◆ Page extract

Freezing, but feeling festive

Grahamstown is cold. Very cold. Which makes going out to shows quite a challenge. It is tempting to stay inside, next to the heater. So far I have managed to drag myself out for all my shows, although scheduled trips to the craft markets and art exhibitions were abandoned.

Fortunately all the shows have been worth it.  The festival diary so far:

Thursday – Mouche : based on a story by Paul Gallico, this play features Tim Redpath playing six different characters. One of them is a puppeteer, which adds another six characters to the mix.  It was an amazing play, with puppets, dolls, a moving story and a very strong performance from Redpath. This really did get the festival off to a good start for me.

Friday:  I had not booked for anything, knowing I would be busy at work and not sure what I felt like seeing. Sadly the show I picked was sold out. Disappointing for me, but nice for Guy Buttery. So I bought his cd at the door and went home and listened to it in comfort.

Saturday: Abnormal Loads by Neil Coppen was breathtaking. That Standard Bank Young Artist Award was well deserved.  The show got rave reviews and everyone I know who saw it absolutely loved it. The script, the stage set, the performances – everything worked well.

A quick supper and then up to the monument for the ballet. We watched Swan Lake, which was lovely. Although it was so cold I felt the swans should have been issued with ice skates.

Sunday: Gala concert with the KZN Philharmonic Orchestra = two hours of glorious music.  What was amusing was how many Grahamstown people were in the audience.  Supper at Red Cafe followed (I had the Moroccan lamb tagine which was very good). As a bonus we were given comp tickets to see Gary Thomas. A pleasant hour of guitar and singing, and good to be going to see someone whose work I did not know.

And that was the first weekend done.  So far, it has been amaz!ng, as the posters promise. Now if only someone could get the heating turned on.  Last night, in a venue with a fire going, I thought the singer was smoking, and then realised that it was condensation in the air. Brr. And on Saturday night at the monument it was starting to sleet. Big brr.

On the plus side, all the people selling jerseys, jackets, socks, gloves, hot food etc must be smiling.

Feel it, it is here!

The calm before the storm

Now that I finally have a phone that takes decent photographs, and have figured out how to get the photographs off the phone, I thought it might be fun to keep a sort of festival photo diary, with at least one photo from every day.

 
It feels as though the festival is starting off slowly. This week there have been posters going up, but not as many as I would have expected.  Yesterday (Wednesday 29 June) I walked through Church Square which was strangely quiet.  A few traders were busy setting up their stalls, and the food vans seemed to be well set up.

◆ Records
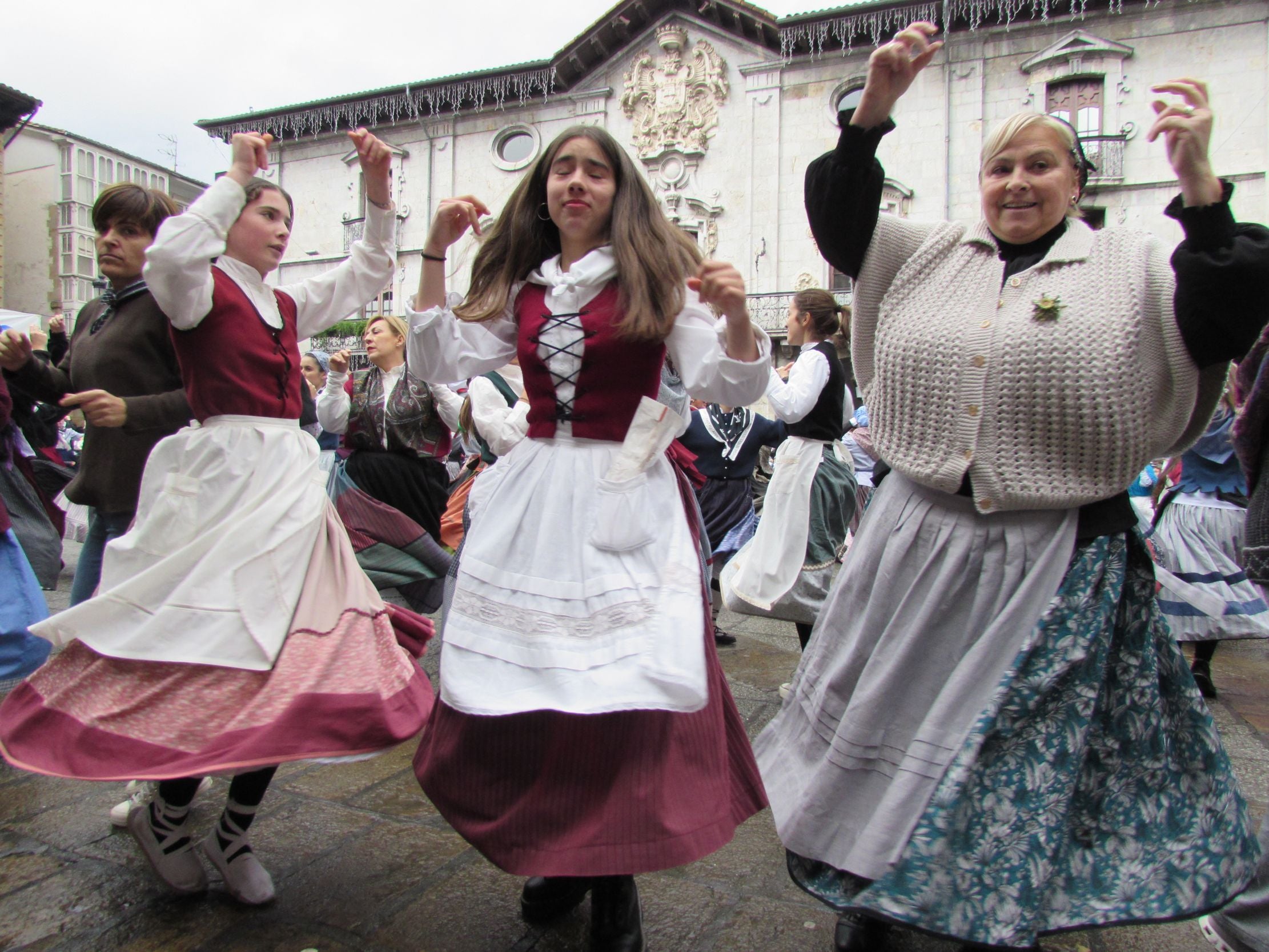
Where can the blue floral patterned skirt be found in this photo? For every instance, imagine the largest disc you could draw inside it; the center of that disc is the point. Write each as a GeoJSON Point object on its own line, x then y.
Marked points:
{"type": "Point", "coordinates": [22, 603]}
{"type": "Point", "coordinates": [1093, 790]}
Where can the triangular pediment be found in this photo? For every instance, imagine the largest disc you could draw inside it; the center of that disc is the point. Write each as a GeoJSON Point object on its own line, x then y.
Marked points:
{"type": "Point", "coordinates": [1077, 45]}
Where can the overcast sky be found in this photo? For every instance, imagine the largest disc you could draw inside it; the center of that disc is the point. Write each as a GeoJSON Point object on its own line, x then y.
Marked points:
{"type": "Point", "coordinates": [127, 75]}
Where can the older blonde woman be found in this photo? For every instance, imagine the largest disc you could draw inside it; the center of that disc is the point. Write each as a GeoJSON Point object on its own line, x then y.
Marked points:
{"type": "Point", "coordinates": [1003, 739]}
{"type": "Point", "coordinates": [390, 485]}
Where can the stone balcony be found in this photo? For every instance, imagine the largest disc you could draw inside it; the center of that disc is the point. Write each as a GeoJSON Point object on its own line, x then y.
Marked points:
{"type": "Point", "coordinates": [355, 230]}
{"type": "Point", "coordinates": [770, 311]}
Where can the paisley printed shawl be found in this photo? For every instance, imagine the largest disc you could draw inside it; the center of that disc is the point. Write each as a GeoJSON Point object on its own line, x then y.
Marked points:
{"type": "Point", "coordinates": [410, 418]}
---
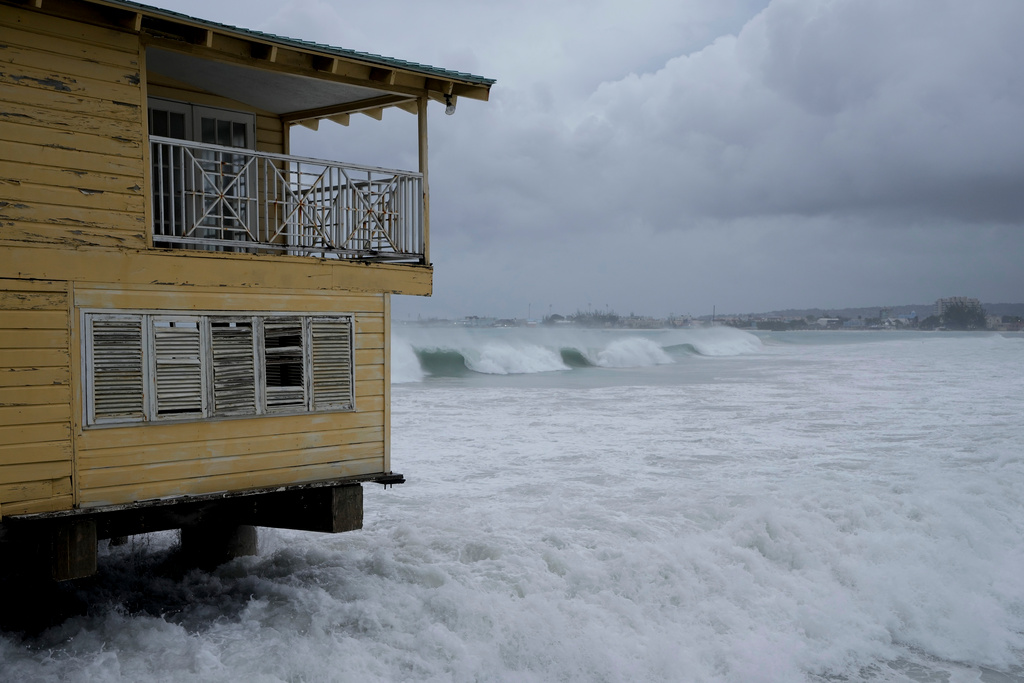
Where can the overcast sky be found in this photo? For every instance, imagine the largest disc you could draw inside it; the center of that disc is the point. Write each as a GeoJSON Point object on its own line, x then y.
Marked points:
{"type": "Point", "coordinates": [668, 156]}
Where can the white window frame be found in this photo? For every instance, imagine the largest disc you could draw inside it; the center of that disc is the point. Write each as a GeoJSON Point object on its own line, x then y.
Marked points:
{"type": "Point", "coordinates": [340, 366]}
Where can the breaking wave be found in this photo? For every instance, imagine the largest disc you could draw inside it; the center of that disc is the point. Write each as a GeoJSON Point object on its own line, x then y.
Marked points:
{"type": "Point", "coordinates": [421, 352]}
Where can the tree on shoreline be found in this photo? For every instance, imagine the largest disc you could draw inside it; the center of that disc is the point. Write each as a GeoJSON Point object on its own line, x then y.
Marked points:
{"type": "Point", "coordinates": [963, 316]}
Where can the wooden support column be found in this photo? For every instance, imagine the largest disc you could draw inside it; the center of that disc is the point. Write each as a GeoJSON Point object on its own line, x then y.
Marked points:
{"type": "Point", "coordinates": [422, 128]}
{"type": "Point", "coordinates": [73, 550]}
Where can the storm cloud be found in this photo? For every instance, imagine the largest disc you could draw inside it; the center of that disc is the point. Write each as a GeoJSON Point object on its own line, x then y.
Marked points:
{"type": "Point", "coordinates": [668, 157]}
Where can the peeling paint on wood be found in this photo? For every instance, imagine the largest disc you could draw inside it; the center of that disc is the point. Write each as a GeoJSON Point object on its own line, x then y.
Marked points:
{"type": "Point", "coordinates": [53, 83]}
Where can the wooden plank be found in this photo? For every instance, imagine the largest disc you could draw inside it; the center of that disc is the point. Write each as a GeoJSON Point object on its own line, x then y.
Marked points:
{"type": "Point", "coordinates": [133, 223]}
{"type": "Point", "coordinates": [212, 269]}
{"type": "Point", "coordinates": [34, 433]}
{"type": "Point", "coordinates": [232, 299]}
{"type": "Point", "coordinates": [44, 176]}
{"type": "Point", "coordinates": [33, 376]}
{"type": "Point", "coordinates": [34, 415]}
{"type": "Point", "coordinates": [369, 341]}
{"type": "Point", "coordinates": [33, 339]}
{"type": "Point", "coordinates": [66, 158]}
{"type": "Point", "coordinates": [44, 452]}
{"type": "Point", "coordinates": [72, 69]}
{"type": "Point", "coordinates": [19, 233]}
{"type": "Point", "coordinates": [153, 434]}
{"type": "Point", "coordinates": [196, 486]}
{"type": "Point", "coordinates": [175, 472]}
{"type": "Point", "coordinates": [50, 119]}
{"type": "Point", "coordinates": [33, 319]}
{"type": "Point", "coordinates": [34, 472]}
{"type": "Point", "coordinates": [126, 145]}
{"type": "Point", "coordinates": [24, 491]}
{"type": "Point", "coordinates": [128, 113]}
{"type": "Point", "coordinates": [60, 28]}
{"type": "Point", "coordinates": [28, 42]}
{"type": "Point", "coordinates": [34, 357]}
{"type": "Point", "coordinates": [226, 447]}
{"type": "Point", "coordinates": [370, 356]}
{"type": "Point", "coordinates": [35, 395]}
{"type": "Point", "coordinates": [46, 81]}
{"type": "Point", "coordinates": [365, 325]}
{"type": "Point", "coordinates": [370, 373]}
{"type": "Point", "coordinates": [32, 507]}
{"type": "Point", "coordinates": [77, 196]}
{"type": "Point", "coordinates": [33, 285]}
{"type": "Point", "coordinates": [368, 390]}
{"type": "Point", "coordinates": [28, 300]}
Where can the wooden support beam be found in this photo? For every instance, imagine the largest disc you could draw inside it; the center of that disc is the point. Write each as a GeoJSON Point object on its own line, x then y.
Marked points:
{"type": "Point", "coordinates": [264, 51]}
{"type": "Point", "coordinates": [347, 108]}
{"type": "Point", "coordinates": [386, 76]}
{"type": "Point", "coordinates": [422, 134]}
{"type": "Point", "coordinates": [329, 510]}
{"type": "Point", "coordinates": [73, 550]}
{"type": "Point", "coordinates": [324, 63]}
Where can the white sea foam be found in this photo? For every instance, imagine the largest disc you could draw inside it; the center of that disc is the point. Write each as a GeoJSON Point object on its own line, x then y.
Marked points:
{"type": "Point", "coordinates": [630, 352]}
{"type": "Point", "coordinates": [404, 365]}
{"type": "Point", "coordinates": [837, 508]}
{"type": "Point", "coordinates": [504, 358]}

◆ Goals
A. Please rewrite the stretch of the festival diary from "A quick supper" through "with ice skates.", swapping "ballet" for "dance performance".
B. Report how many lines of the records contain the word "wooden", giving the number alone.
The festival diary and the records have nothing to do with each other.

◆ Answers by task
A.
A quick supper and then up to the monument for the dance performance. We watched Swan Lake, which was lovely. Although it was so cold I felt the swans should have been issued with ice skates.

B. 3